[Entries from a pointing dataset]
● ● ● ● ●

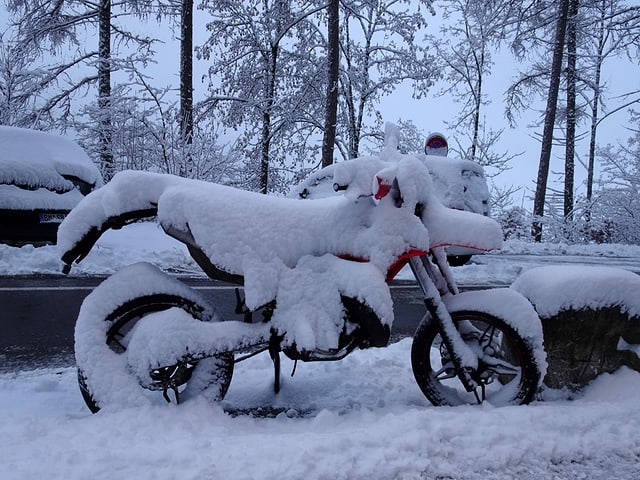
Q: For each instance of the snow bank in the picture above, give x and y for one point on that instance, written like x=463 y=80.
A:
x=554 y=288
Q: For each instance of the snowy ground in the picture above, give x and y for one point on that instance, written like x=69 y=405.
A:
x=360 y=418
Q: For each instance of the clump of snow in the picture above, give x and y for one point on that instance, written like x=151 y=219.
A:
x=107 y=373
x=511 y=306
x=554 y=288
x=310 y=295
x=459 y=184
x=33 y=167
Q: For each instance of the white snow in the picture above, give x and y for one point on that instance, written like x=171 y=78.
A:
x=360 y=418
x=33 y=167
x=365 y=417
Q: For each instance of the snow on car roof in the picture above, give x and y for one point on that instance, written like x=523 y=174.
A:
x=32 y=159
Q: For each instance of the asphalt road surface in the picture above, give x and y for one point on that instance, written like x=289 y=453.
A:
x=37 y=315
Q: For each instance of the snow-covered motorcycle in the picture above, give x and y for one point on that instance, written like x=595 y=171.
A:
x=315 y=275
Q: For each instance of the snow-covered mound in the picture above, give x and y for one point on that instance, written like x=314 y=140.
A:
x=555 y=288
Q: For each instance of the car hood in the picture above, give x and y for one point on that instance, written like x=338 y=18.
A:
x=34 y=160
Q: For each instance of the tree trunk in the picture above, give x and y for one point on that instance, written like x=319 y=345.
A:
x=270 y=88
x=569 y=161
x=549 y=121
x=331 y=106
x=594 y=113
x=104 y=89
x=186 y=87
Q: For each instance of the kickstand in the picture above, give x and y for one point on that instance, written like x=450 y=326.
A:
x=274 y=353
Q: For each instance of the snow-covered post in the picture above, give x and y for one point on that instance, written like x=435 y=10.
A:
x=590 y=319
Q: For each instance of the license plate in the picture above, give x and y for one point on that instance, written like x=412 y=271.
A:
x=51 y=217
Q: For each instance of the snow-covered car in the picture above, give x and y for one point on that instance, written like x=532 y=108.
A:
x=42 y=177
x=459 y=184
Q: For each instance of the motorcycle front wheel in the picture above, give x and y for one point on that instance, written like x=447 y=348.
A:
x=507 y=372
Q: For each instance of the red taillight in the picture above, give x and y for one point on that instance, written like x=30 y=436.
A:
x=383 y=189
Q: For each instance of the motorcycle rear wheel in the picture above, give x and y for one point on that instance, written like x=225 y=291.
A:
x=507 y=371
x=103 y=376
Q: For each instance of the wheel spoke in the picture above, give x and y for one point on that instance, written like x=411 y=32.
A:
x=445 y=373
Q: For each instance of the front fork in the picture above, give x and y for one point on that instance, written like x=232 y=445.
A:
x=464 y=360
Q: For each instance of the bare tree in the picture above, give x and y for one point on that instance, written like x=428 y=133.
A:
x=379 y=51
x=53 y=27
x=472 y=31
x=186 y=84
x=333 y=70
x=263 y=75
x=549 y=121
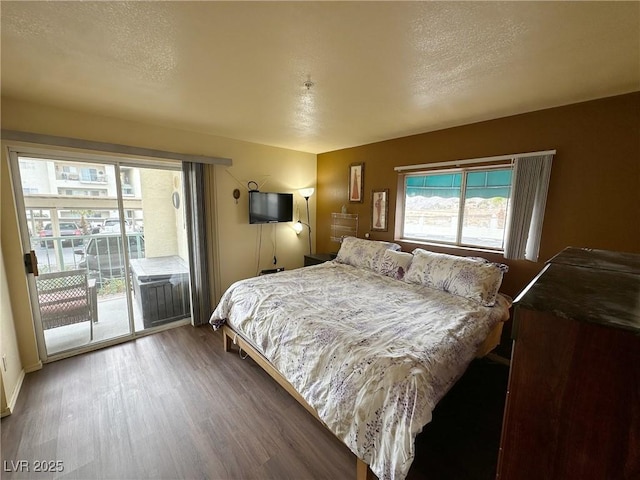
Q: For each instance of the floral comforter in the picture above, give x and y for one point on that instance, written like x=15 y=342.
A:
x=372 y=354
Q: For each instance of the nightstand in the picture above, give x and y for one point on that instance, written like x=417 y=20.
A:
x=317 y=258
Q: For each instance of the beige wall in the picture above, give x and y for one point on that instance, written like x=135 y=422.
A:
x=277 y=169
x=594 y=192
x=160 y=218
x=12 y=376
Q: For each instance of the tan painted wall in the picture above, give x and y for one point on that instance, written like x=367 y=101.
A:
x=11 y=377
x=160 y=222
x=279 y=169
x=16 y=278
x=594 y=194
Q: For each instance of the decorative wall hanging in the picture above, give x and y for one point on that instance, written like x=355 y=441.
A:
x=380 y=209
x=356 y=182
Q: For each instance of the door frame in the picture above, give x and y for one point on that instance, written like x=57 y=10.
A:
x=16 y=151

● ● ● ● ●

== Given task ==
Go through the listing above and quote it exactly, apart from its images.

== Complete answer ==
Q: For each instance of the snow bank in the picture above, give x and y for one point on that instance, written like x=463 y=80.
A:
x=554 y=288
Q: For each instance of the snowy ground in the picture above, give x and y for one point on that instance, written like x=69 y=405.
A:
x=360 y=418
Q: For each instance of the clump of snow in the picture above, give x and y for one point on that instance, written like x=151 y=219.
A:
x=107 y=373
x=511 y=306
x=554 y=288
x=310 y=295
x=459 y=184
x=33 y=167
Q: For each instance of the white snow in the picture above, give x and y for one point on that instance, written like x=171 y=78.
A:
x=360 y=418
x=33 y=167
x=365 y=417
Q: For each instance of the snow on car roof in the picture above, give x and y for one point on that instance, written like x=523 y=174.
A:
x=32 y=159
Q: For each instance of the asphalt road surface in the picture above, give x and y for one point on that instance, written like x=289 y=453.
A:
x=37 y=315
Q: For each instance of the snow-covered motorcycle in the picture above, give x and y for one point on that instance, written like x=595 y=171.
A:
x=315 y=275
Q: For each instance of the snow-covered mound in the picture above, give x and y for one point on that instance, written like x=314 y=140.
A:
x=555 y=288
Q: For each instance of the car hood in the picture above, give x and y for one point on that instance, written like x=338 y=18.
A:
x=34 y=160
Q: For each instance of the tree trunk in the picture above, give x and y for one point on that instance, written like x=319 y=345.
A:
x=270 y=88
x=569 y=161
x=549 y=121
x=331 y=106
x=594 y=113
x=104 y=89
x=186 y=87
Q: For each instance of the kickstand in the picture above, give x and y for one point on that instance, written like x=450 y=326.
A:
x=274 y=353
Q: For each instance of the snow-covered post in the picture above, give x and y for one point on that instance, written like x=435 y=10.
A:
x=590 y=319
Q: For each instance of the license plate in the picture above, give x and y for one point on that instance, written like x=412 y=271.
A:
x=51 y=217
Q: For each instance of the snow-covered car in the picture above, give x and y for one point on that instance, written like x=532 y=108.
A:
x=42 y=177
x=459 y=184
Q: For each instance of the motorcycle front wheel in the picture above, give x and y for one point on that instance, written like x=447 y=348.
A:
x=507 y=372
Q: For each instance of the red taillight in the picture above, give x and y for one point on that instance, written like x=30 y=436.
A:
x=383 y=189
Q: For each instance of the motorcycle rear wheel in the picture above, give x and y for one point on that instance, written like x=225 y=291.
A:
x=507 y=371
x=103 y=376
Q: For each instance of the wheel spoke in the picture above, give x and y for one point on that instance, written like x=411 y=32.
A:
x=445 y=373
Q: For each instance of the front fork in the picture above, give x and y for one point on that instance, written like x=232 y=445.
A:
x=464 y=360
Q: For each instance of the bare tree in the picture above, give x and y for one point on that instance, written like x=428 y=133.
A:
x=379 y=51
x=53 y=27
x=472 y=31
x=186 y=84
x=333 y=70
x=263 y=75
x=549 y=121
Q: For each instance of the floral comforter in the picture above, give x and y for one point on that instance, written like x=15 y=342.
A:
x=372 y=354
Q: For each instance of the nightstand in the picture above, give x and y for one point on that instance, written like x=417 y=20.
A:
x=317 y=258
Q: For each instance of the beige wall in the picture above, give x and y for one point on that instance, written like x=135 y=422.
A:
x=277 y=169
x=594 y=192
x=160 y=218
x=12 y=376
Q: For each instance of the tan painted wall in the picture above, give x and y for one point on that instance, written like x=367 y=101.
A:
x=11 y=377
x=160 y=222
x=279 y=169
x=16 y=278
x=594 y=194
Q: For each instance of the decorative wall hanging in the picture above, give x and y for one point on that instance, written like x=355 y=441.
A:
x=380 y=209
x=356 y=182
Q: For each instance of the door frame in the picture above, give x and y for one point on that instance, written like x=57 y=10.
A:
x=16 y=151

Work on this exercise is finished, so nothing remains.